> _WHAT TO WORK ON_
The whole listing that follows should be printed again, unchanged.

> _DATA LISTING_
———
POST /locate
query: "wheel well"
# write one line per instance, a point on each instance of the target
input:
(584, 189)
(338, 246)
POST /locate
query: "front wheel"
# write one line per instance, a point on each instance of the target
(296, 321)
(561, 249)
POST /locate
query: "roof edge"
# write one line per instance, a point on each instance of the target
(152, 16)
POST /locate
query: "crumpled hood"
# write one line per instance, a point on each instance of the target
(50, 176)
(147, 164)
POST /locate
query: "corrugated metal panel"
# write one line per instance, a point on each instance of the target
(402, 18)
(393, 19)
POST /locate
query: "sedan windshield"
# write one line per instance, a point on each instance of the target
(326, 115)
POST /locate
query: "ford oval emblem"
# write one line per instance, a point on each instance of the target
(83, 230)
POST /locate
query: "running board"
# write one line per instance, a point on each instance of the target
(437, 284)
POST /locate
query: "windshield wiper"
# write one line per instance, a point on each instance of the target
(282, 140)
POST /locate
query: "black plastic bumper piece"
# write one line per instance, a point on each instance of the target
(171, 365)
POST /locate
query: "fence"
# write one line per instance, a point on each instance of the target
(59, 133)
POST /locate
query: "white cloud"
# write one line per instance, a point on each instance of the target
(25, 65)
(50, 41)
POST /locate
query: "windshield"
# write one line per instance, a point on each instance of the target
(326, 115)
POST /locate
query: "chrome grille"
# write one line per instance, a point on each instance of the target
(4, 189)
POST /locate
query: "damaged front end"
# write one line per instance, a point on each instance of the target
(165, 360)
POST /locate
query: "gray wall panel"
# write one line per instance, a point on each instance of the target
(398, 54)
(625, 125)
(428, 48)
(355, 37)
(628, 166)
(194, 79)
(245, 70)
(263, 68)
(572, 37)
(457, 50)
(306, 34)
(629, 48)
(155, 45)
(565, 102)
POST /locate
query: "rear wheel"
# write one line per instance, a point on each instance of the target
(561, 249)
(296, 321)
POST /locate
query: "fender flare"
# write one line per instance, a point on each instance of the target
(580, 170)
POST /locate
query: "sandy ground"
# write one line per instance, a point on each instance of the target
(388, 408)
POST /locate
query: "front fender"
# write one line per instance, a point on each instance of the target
———
> _YOUR SOLUTION_
POST /locate
query: "wheel well"
# write one line per instance, a point on each instance of the target
input:
(584, 189)
(338, 246)
POST /locate
query: "front wheel"
# write one line per instance, a point on each instance of the target
(296, 321)
(561, 249)
POST /locate
query: "roof edge"
# write one line per instance, a point on each instance of the target
(152, 16)
POST /locate
query: "crumpled hood"
# write one line per instance, a point on each instance of the target
(50, 176)
(147, 164)
POST /locate
query: "corrugated metal panel"
# write one line per instance, a point on each instance of the target
(402, 18)
(393, 19)
POST /locate
query: "sedan windshield"
# write one line per instance, a point on each instance of the target
(326, 115)
POST /locate
query: "ford oval emblem"
# write one line per instance, a point on each instance of the target
(83, 230)
POST /locate
query: "running board"
# write one line per instance, a point on each instance of the target
(437, 284)
POST /locate
query: "windshield wiper"
# write one line per instance, a point on each instance of the target
(282, 140)
POST /locate
query: "black plastic bumper piece"
# write one line per instance, a point on each instance of the target
(171, 365)
POST /locate
query: "fence"
# write one line per instance, a point on each instance of the target
(59, 133)
POST /locate
query: "white cloud"
# write one line per instance, a point on each instance of the target
(25, 65)
(50, 41)
POST /locate
query: "windshield"
# write one line per instance, a point on each instance of the target
(326, 115)
POST /locate
query: "chrome grille"
# write one line per instance, a point on each instance of the target
(4, 189)
POST /locate
query: "damaged front end"
# write one line per instance, a point on each instance of the target
(165, 360)
POST /locate
query: "gray wall panel"
# write one line per instance, a point on each instance of the target
(398, 54)
(625, 125)
(428, 48)
(355, 37)
(628, 166)
(194, 79)
(245, 70)
(263, 68)
(572, 37)
(457, 50)
(306, 34)
(629, 48)
(155, 45)
(565, 102)
POST /locate
query: "rear wheel"
# write one line per instance, a point on each instance of the target
(561, 249)
(296, 321)
POST /locate
query: "fender flare"
# write one line per instance, a point on each instance of the target
(580, 170)
POST /locate
query: "sandy ground"
# write one line per instance, a point on each instance of the target
(388, 408)
POST /locate
query: "front fender"
# write one line per instance, a point on each instance of the target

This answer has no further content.